**Texto**
......
Justiça Estadual Segunda-feira, 27 de Janeiro de 2020, 09:27 - A | A

Segunda-feira, 27 de Janeiro de 2020, 09h:27 - A | A

OPERAÇÃO QUADRO NEGRO

Defesa cita excesso do MPE e tenta anular denúncia e inquérito contra Piran

Para o advogado, mesmo sem ter provas do suposto envolvimento do empresário no esquema que desviou quase R$ 8 milhões, o Ministério Público apresentou denúncia contra ele

Lucielly Melo

A defesa do empresário Valdir Piran afirmou que o Ministério Público do Estado (MPE) usou “juízo de valor” e “excesso de linguagem” ao acusá-lo de participar do suposto esquema que teria desviado R$ 8 milhões dos cofres públicos.

Na Justiça, o advogado Ricardo Spinelli, que representa o empresário, busca a rejeição da denúncia oriunda da Operação Quadro Negro, assim como a nulidade do inquérito policial.

Em petição protocolada no último dia 24, na 7ª Vara Criminal de Cuiabá, onde os autos tramitam, o defensor apontou que o MPE denunciou Piran por peculato, corrupção ativa, lavagem de dinheiro e fraude a licitação, mesmo sem ter demonstrado provas que comprovassem a hipótese de envolvimento dele no enredo ilícito perpetrado no antigo Centro de Processamento de Dados do Estado (Cepromat).

Segundo o advogado, a denúncia contém vícios insanáveis, uma vez que “se exibe uma narração inverídica, inapta a convencer quem quer que seja da fantasiosa hipótese acusatória diante dos elementos coligidos”.

Para tanto, ressaltou que o órgão ministerial chegou a afirmar que Piran teria sido o líder da organização criminosa investigada, mas deixou de denunciá-lo por formação de quadrilha – o que, para ele, torna frágil as imputações feitas.

“Fato que chama atenção é que, por evidenciar a total fragilidade dos termos deduzidos pela acusação, o d. MPMT não imputou ao ora Peticionário o suposto delito de integrar Organização Criminosa (Lei 12.850/2013, Art. 2º) e tampouco o suposto ilícito de associação criminosa (CP, Art. 288) -- apesar de ter sido rotulado durante a fase pré-processual como suposto líder de uma “organização criminosa” absolutamente inexistente --, o que demonstra a flagrante temeridade da acusação e o manifesto juízo de valor e excesso de linguagem, que nem mesmo demonstrou essa suposta liderança, evidentemente inexistente, diga-se de passagem”, diz trecho da petição, o qual o Ponto na Curva teve acesso.
......
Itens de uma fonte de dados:
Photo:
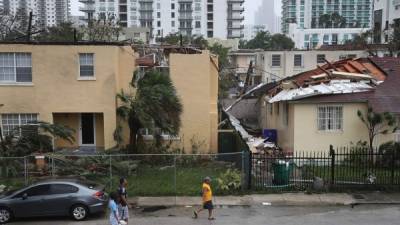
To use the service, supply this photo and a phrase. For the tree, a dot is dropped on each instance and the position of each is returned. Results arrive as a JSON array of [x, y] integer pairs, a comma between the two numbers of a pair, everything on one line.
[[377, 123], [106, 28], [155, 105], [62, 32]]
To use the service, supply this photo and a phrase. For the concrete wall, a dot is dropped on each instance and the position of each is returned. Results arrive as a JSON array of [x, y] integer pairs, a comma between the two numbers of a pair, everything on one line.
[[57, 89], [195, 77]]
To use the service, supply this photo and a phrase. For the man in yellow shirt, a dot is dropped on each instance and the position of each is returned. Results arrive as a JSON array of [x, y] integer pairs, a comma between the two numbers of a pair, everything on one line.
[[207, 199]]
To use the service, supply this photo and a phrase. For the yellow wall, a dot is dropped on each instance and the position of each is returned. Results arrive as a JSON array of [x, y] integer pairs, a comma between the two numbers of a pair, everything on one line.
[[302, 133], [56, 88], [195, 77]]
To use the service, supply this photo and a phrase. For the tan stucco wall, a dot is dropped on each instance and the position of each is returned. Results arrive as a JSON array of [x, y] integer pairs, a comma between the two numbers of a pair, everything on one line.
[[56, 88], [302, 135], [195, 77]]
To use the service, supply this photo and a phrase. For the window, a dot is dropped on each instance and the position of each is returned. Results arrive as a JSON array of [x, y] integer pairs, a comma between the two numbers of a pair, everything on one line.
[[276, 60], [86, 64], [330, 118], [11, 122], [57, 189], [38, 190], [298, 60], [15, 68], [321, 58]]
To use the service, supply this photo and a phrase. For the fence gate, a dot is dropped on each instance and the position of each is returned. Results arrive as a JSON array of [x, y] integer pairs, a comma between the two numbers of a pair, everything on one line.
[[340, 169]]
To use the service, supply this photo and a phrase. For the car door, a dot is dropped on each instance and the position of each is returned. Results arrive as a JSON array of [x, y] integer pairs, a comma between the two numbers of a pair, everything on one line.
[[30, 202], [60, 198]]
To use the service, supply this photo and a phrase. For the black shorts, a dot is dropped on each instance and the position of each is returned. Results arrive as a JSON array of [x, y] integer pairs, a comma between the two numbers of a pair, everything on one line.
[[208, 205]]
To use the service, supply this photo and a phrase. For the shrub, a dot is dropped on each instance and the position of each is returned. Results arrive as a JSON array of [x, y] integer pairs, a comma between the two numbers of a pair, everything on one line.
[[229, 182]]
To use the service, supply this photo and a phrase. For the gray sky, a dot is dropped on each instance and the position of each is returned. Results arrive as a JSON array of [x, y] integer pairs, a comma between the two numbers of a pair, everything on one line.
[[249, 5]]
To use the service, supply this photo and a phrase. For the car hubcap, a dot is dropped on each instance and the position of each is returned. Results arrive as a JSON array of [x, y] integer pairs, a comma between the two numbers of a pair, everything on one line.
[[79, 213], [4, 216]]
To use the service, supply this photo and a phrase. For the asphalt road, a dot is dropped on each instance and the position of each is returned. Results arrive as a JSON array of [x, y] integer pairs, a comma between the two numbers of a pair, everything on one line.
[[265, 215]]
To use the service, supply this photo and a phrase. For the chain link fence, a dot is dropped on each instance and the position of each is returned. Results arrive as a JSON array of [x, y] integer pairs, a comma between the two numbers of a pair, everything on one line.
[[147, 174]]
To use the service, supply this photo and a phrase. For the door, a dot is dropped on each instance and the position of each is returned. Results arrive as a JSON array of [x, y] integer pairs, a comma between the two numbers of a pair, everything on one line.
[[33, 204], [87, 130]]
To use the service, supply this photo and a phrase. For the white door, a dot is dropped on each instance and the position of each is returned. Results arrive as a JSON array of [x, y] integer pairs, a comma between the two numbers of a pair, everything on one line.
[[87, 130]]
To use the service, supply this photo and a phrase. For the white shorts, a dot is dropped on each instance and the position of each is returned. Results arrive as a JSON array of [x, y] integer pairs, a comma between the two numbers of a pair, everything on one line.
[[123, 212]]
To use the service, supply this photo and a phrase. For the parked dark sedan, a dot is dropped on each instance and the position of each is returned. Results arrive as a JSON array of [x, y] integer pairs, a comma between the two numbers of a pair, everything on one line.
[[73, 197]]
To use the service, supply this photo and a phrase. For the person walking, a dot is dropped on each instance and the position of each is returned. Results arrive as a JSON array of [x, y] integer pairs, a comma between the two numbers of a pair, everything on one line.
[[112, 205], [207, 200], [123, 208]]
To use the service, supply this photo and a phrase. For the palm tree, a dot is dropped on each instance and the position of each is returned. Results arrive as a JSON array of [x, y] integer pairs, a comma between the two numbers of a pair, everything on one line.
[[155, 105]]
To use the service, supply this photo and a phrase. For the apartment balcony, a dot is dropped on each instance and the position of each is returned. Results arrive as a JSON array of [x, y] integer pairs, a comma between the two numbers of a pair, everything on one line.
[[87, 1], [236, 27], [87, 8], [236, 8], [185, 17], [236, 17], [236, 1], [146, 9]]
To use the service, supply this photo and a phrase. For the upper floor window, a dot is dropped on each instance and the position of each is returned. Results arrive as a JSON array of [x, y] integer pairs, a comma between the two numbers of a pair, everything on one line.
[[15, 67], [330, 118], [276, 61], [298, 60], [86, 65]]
......
**Instruções**
[a] Responda às perguntas abaixo com base na notícia sobre a Operação Quadro Negro.
(i) Qual é o nome do advogado que representa o empresário Valdir Piran?
(ii) Em que vara foi protocolada a petição da defesa?
(iii) Por quais crimes o MPE denunciou Piran?
[b] Atualize nos registros o trecho que vai da linha que contém "white shorts, a" até a linha que contém "[[123, 212]]", trocando "phrase" por "caption" e mantendo todo o resto inalterado. Apresente somente essas linhas.

**Respostas das tarefas**
[a]
(i) Ricardo Spinelli.
(ii) Na 7ª Vara Criminal de Cuiabá.
(iii) Por peculato, corrupção ativa, lavagem de dinheiro e fraude a licitação.

[b]
To use the service, supply this photo and a caption. For the white shorts, a dot is dropped on each instance and the position of each is returned. Results arrive as a JSON array of [x, y] integer pairs, a comma between the two numbers of a pair, everything on one line.
[[123, 212]]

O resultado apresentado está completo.